What you have to do: Please keep to the lines below from the one with "Where can you spot the white news" through the one with "Where can you spot the hazy", and restate them word for word, ends included.

Source material:

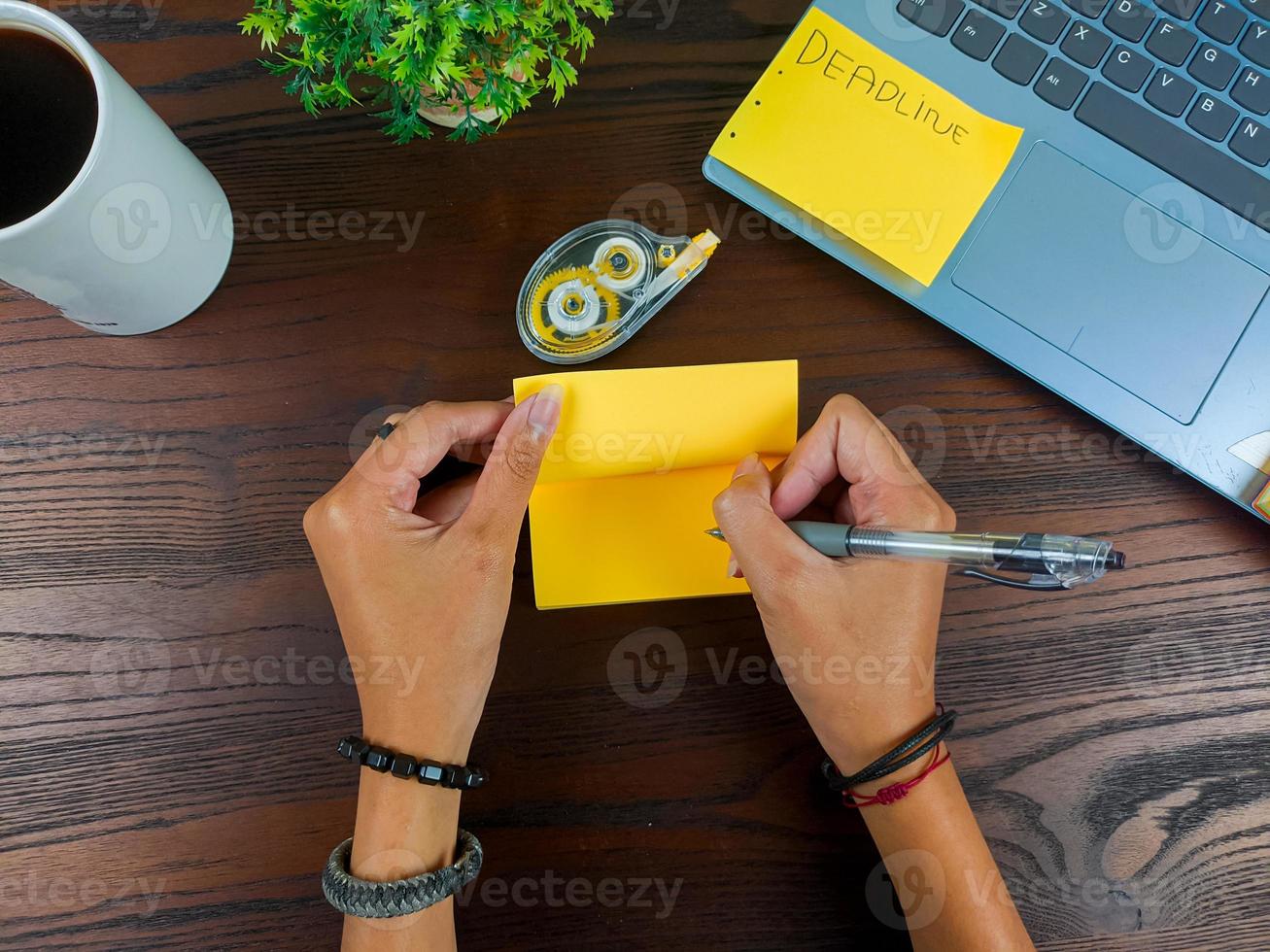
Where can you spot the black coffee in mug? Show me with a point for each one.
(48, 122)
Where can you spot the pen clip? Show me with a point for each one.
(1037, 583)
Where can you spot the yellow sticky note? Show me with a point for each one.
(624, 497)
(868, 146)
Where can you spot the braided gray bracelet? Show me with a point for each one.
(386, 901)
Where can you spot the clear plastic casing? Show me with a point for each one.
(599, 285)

...

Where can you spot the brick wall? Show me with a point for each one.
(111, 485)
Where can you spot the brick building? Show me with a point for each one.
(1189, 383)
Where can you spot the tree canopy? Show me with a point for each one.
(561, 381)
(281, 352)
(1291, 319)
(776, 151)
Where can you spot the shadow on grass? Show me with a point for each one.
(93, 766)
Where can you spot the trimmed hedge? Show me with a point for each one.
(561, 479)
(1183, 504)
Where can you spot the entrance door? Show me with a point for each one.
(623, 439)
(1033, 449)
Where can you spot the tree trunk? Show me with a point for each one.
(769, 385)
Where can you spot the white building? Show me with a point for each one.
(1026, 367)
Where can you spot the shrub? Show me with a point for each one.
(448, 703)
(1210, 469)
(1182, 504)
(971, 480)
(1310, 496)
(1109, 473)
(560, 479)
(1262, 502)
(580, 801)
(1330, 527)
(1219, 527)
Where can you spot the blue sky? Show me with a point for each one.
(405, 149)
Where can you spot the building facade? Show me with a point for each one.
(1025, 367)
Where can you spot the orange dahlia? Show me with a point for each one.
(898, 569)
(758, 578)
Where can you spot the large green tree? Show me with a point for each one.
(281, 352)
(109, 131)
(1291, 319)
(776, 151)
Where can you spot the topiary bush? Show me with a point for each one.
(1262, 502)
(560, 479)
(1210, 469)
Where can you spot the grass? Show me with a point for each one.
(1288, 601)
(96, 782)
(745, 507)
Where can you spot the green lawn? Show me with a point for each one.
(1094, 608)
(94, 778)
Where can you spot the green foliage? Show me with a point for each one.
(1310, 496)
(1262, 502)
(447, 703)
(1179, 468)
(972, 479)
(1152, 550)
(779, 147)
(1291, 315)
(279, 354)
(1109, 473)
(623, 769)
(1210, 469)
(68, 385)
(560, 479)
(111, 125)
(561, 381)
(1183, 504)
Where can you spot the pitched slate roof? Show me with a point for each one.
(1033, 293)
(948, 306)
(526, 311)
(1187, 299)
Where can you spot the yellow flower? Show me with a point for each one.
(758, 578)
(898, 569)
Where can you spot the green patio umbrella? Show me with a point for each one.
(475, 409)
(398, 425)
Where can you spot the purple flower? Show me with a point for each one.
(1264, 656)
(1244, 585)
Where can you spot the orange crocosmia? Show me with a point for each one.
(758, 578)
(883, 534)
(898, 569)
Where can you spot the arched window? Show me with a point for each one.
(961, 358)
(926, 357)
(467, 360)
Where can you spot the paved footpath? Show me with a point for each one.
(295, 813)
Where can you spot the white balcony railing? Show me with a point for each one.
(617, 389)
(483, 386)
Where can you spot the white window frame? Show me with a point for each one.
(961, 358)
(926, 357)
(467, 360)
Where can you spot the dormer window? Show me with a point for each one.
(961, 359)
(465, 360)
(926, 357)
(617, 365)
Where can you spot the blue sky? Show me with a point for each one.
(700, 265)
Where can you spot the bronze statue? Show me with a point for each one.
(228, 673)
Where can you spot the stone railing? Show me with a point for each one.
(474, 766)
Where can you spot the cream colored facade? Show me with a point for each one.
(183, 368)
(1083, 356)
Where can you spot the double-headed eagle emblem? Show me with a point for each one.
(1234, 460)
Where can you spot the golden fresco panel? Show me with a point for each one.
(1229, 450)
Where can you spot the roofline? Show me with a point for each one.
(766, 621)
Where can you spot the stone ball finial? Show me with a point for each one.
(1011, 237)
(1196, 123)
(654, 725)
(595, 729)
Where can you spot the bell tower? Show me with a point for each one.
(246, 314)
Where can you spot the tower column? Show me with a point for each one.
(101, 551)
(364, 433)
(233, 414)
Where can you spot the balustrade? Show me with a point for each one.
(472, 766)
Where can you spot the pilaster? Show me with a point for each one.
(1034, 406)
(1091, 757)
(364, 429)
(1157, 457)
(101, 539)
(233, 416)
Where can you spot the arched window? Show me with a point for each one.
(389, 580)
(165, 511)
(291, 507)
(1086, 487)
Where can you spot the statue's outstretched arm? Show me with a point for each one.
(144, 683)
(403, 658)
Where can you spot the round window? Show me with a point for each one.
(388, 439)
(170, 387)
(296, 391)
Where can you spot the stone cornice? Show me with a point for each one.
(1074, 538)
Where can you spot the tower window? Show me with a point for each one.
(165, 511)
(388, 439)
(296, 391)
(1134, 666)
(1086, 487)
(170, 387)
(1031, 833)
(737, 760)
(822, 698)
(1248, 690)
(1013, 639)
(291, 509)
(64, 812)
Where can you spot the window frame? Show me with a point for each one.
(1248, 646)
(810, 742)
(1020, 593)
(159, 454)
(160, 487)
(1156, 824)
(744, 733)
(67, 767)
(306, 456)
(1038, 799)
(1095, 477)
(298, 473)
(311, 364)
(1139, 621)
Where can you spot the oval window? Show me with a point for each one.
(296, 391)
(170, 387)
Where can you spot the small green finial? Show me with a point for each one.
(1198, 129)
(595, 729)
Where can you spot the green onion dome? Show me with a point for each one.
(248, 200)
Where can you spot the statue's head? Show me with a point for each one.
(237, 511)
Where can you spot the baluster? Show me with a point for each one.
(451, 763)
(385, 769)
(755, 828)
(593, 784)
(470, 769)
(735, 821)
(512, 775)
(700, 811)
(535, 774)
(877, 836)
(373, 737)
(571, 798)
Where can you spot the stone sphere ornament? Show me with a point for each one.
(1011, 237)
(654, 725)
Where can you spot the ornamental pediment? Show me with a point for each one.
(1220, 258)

* * *

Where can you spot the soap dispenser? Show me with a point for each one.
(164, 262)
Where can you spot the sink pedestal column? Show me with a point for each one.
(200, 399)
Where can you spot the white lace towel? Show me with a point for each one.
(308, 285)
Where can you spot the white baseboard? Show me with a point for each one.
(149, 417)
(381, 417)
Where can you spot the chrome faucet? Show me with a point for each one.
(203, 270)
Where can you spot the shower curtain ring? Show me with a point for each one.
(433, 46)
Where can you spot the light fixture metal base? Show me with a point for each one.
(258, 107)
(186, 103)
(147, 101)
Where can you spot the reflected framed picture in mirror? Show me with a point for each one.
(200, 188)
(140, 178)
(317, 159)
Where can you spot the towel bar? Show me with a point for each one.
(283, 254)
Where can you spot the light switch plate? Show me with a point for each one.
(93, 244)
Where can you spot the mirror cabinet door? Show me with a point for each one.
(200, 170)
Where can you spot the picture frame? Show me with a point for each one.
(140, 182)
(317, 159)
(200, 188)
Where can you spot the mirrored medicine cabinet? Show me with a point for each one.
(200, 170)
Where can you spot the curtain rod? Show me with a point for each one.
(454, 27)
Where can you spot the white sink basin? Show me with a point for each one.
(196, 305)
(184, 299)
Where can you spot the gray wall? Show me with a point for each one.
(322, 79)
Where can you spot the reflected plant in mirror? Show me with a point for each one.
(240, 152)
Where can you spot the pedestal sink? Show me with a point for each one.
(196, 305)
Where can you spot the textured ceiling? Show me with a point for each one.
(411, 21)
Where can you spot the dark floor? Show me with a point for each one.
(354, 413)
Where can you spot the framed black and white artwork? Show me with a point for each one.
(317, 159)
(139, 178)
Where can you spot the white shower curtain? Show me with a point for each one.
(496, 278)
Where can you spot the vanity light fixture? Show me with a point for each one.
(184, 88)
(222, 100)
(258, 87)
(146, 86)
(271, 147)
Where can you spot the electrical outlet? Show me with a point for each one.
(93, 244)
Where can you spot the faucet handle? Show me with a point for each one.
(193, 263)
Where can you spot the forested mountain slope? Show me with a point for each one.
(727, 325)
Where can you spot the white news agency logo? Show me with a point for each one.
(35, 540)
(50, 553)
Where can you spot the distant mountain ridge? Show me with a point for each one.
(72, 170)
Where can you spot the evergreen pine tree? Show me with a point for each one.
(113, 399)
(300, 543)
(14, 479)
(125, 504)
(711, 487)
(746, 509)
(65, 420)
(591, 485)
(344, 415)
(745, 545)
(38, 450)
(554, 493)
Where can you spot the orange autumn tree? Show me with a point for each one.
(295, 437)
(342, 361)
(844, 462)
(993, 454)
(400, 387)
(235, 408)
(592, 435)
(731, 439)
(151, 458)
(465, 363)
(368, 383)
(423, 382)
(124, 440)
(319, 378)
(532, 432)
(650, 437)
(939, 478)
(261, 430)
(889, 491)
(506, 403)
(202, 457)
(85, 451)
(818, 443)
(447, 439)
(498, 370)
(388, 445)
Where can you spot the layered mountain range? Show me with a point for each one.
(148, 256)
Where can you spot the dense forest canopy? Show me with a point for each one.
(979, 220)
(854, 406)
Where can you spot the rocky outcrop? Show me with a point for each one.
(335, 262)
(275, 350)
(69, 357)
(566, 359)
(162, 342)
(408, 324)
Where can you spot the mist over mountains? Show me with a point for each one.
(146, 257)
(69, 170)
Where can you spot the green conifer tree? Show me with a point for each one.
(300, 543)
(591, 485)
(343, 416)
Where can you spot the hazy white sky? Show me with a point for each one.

Answer below:
Where can you spot the white news agency logo? Show me with a point for each one.
(35, 540)
(50, 553)
Where can you spot the distant mountain ridge? Show me with a point for each one.
(72, 170)
Where can you spot the evergreen pine tree? Show me with a point for each one.
(113, 399)
(300, 543)
(14, 479)
(125, 504)
(711, 487)
(746, 509)
(65, 420)
(591, 485)
(344, 415)
(745, 545)
(38, 450)
(554, 493)
Where can you spot the orange autumn tree? Show me with a point for each one.
(295, 437)
(342, 361)
(844, 462)
(993, 454)
(400, 387)
(235, 408)
(592, 435)
(731, 439)
(151, 458)
(465, 363)
(368, 383)
(423, 382)
(124, 440)
(319, 378)
(532, 432)
(650, 437)
(939, 478)
(261, 430)
(889, 491)
(506, 403)
(202, 457)
(85, 451)
(818, 443)
(447, 439)
(498, 370)
(388, 445)
Where can you spot the layered mountain range? Show me with a point for each one.
(148, 256)
Where can you spot the dense forest canopy? Show me with a point for each one.
(979, 220)
(854, 406)
Where can you spot the rocky outcrop? Show me with a point for each one.
(335, 262)
(275, 350)
(69, 357)
(566, 359)
(162, 342)
(408, 324)
Where can you spot the mist over mountains? Show me with a point for each one.
(146, 257)
(69, 170)
Where can you spot the green conifer tree? Show me with a point for each one.
(300, 543)
(591, 485)
(343, 416)
Where can you spot the hazy white sky? Show me with a point for each one.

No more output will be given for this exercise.